[YOUR ASSIGNMENT]: Retype the data below verbatim; pictures do not belong in the copy.

_ _ _

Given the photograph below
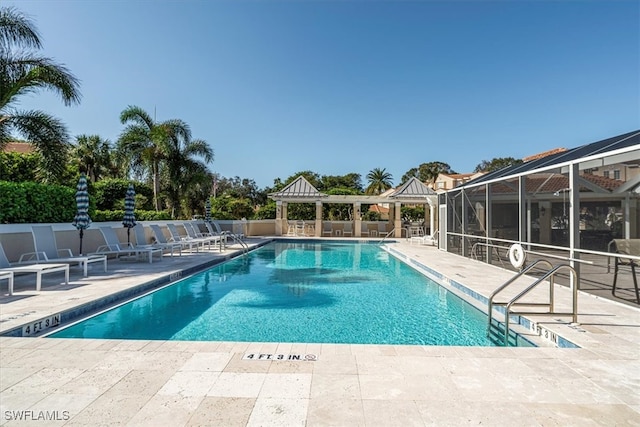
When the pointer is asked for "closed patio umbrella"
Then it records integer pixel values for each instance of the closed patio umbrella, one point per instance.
(82, 221)
(207, 210)
(129, 219)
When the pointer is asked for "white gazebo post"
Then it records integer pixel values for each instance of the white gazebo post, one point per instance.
(357, 218)
(318, 218)
(278, 218)
(397, 224)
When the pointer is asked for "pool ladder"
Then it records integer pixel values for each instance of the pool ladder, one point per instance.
(494, 329)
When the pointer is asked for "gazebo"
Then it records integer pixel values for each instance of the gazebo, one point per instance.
(413, 192)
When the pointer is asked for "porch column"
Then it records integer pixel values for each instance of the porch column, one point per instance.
(318, 218)
(397, 223)
(278, 217)
(358, 219)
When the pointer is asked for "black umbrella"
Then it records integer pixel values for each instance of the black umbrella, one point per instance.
(129, 219)
(82, 221)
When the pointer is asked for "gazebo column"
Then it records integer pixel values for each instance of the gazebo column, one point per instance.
(358, 219)
(278, 217)
(318, 229)
(397, 223)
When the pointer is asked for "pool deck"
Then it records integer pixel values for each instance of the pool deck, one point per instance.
(91, 382)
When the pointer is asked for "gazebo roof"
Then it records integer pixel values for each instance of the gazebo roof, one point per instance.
(412, 189)
(300, 188)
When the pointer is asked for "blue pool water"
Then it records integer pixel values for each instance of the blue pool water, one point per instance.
(298, 292)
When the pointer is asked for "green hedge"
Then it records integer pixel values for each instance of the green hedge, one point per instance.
(117, 215)
(29, 202)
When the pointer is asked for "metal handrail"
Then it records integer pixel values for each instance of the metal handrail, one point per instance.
(385, 237)
(549, 274)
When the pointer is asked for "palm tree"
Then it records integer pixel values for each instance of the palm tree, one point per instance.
(23, 72)
(93, 155)
(146, 143)
(182, 169)
(379, 181)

_ _ _

[RESULT OF THE TASK]:
Given the photograph below
When the pointer is asked for "closed patio umbrella"
Then it records integer pixel values for each instance of the closed patio umbrella, one point per instance.
(82, 221)
(207, 210)
(129, 219)
When the pointer is asked for "white gazebo post"
Then it records integer pixel values for each instance of the white gazebo post, one point per instance.
(357, 218)
(318, 218)
(278, 218)
(397, 224)
When the pointer is asked for "pool ladder"
Then it records integer pixel values for each instance of the pool ladder, one point per instance.
(494, 329)
When the pointer is asked for "gazebo"
Then it records integer pixel values for each instance of the gazebo, one point per instance.
(413, 192)
When the pointer is asked for "porch column"
Then it records integer pixel values for each instance of the porch column, one point per instance.
(318, 218)
(397, 223)
(278, 217)
(358, 219)
When the pointer is asked for "black umbrella"
Then it records integer pixel values for each instance of the black umbrella, one point per instance.
(129, 219)
(82, 221)
When the pointer is asked for "gazebo column"
Then it records integer pixel values for each instance of the gazebo column, one point per instance.
(358, 219)
(278, 217)
(318, 229)
(397, 223)
When the pointer is asked for "pool deck"
Then it records integer pixel values for each instance of the pool deck, one point per instance.
(91, 382)
When the pointer is asked for "gazebo roof"
Then it records integer pixel values for each instance of the gazebo roof, one point per instance.
(412, 189)
(300, 188)
When the pointer is asked for "blue pool water"
Then it records integer pixel values for each instance of the blue pool water, one point per instance.
(298, 292)
When the pointer is asked for "green hedge"
Then it records integer pixel values for each instance of the green hedge, one point per instance.
(117, 215)
(29, 202)
When the pointer is asked for "metal handrail"
Then it records integer pixel values for each instance of the metal handrail, one point per instance.
(385, 237)
(549, 274)
When the pointer is asked for "palm tree"
Then it records integer pixel values for each instance of the palm tree, one point per instance.
(23, 72)
(93, 155)
(146, 143)
(182, 169)
(379, 181)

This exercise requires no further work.